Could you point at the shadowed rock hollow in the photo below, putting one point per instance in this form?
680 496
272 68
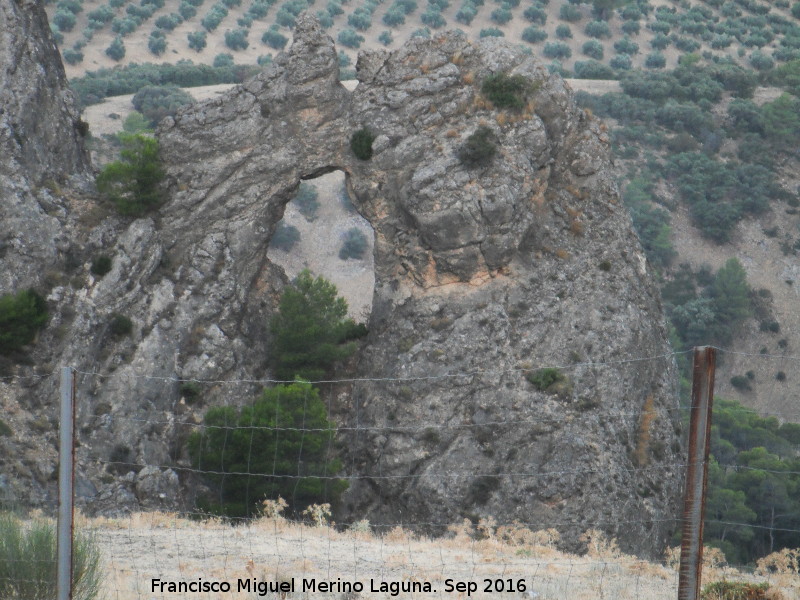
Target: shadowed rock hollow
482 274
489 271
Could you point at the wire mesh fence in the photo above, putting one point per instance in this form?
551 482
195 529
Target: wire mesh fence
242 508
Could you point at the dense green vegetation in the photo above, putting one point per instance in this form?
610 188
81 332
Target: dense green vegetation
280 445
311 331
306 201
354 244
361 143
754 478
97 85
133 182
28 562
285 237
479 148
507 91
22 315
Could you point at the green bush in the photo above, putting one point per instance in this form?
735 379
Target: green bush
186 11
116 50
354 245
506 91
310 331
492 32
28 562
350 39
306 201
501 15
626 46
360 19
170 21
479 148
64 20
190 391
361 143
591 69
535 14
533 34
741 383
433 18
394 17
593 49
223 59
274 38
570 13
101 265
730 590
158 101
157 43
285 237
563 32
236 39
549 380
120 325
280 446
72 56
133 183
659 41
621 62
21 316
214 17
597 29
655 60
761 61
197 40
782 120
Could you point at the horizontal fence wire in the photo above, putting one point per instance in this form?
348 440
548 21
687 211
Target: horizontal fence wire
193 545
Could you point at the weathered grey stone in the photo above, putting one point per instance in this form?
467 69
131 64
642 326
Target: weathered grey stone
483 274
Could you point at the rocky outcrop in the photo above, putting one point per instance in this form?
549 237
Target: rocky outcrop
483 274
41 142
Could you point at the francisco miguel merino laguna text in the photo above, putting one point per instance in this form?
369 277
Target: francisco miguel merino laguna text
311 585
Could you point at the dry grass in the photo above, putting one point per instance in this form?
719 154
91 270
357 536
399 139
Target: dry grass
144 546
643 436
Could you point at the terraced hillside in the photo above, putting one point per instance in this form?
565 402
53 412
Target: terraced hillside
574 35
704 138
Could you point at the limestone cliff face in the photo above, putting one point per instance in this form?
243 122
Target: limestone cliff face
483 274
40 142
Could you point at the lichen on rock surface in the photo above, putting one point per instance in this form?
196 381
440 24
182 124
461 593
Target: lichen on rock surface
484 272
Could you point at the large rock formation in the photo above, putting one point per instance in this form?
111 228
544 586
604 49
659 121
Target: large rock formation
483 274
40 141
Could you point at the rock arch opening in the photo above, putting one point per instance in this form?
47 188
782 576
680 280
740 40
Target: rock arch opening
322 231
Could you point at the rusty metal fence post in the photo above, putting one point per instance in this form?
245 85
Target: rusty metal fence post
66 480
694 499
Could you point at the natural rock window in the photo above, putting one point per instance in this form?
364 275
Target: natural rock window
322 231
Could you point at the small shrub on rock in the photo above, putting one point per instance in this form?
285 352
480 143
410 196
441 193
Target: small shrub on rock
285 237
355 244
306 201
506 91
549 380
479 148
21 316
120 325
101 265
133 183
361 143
---*---
Set exercise: Edit the records above by replacing every "photo" with "image" and leaving all other text unchanged. Omit the pictures from your answer.

Answer to this problem:
Could you point at the shadowed rock hollow in the image below, putting one point per instance in this form?
680 496
272 68
Target: shadowed rock hollow
482 274
489 271
Could you point at the wire mesh fence in the image above, putting one point per instance in this form?
551 482
195 529
Target: wire mesh fence
242 508
Could you point at the dense green vegetation in the image above, putting one point per instance in this form?
610 188
81 332
Target: dense green vegetation
280 445
311 331
306 201
354 244
361 143
754 478
97 85
133 182
28 562
285 237
479 148
507 91
22 315
Could you point at the green bush in the image above, putting one point per instance in this form?
735 379
Target: green bush
186 11
116 50
354 245
506 91
310 331
492 32
28 562
350 39
306 201
501 15
626 46
360 19
170 21
479 148
64 20
190 391
361 143
591 69
535 14
533 34
741 383
433 18
394 17
593 49
223 59
274 38
570 13
101 265
730 590
158 101
157 43
285 237
563 32
236 39
549 380
120 325
280 446
72 56
133 183
659 41
621 62
21 316
214 17
597 29
655 60
761 61
197 40
782 120
Could you point at the horizontal fence wire in the image above, putting one point per instance in this form?
348 440
548 21
687 211
Target: horizontal fence wire
193 545
Could you point at the weathered grey stone in the image above, putting one point per instance in this form?
467 69
131 64
642 326
Target: weathered grey stone
483 274
Could you point at the rocky outcrop in the image above, putting one point per instance in this form?
549 237
Target: rocky outcrop
483 274
41 142
Could you point at the francisco miguel merino laguna text in the image above, putting one point per instance in this form?
369 277
Target: francisco miguel merino laguna text
311 585
Could you point at the dry grass in the image above, putting one point per instance in this form?
719 154
91 270
357 536
399 139
Target: dry grass
144 546
643 436
Could you point at the terraced hillside in the image above, putting one point per instance in this form?
565 402
53 412
Target: terraced hillside
574 35
704 138
Could you point at the limestone cliff face in the image above, putting one point per instance in this form?
243 122
Target: limestone cliff face
483 274
40 142
Could you point at the lichen on rock surface in the image above, putting one point per instance in this form?
196 381
440 24
182 124
461 593
Target: lichen on rock surface
484 272
Could you point at the large rock formation in the image above, putting one point per instance in this form?
111 228
544 586
604 49
659 121
Target: large rock formation
483 274
40 141
Could you point at the rock arch opening in the image above, putting one point per instance in this form?
47 188
782 576
680 280
740 40
Target: rock arch opening
322 231
Could you point at the rusty metal fence post in the image above, putting one point per instance in this form?
245 85
Target: rusty metal fence post
66 480
694 499
Could you point at the natural rock window in the image above, putting one point per instance in this form?
364 275
Target: natural rock window
322 231
Could you point at the small shrub on rock in the image above, putting one point per instance in this form?
285 352
480 143
410 196
441 193
Target: small shrub on rock
285 237
355 244
306 201
506 91
549 380
479 148
21 316
120 325
101 265
133 183
361 143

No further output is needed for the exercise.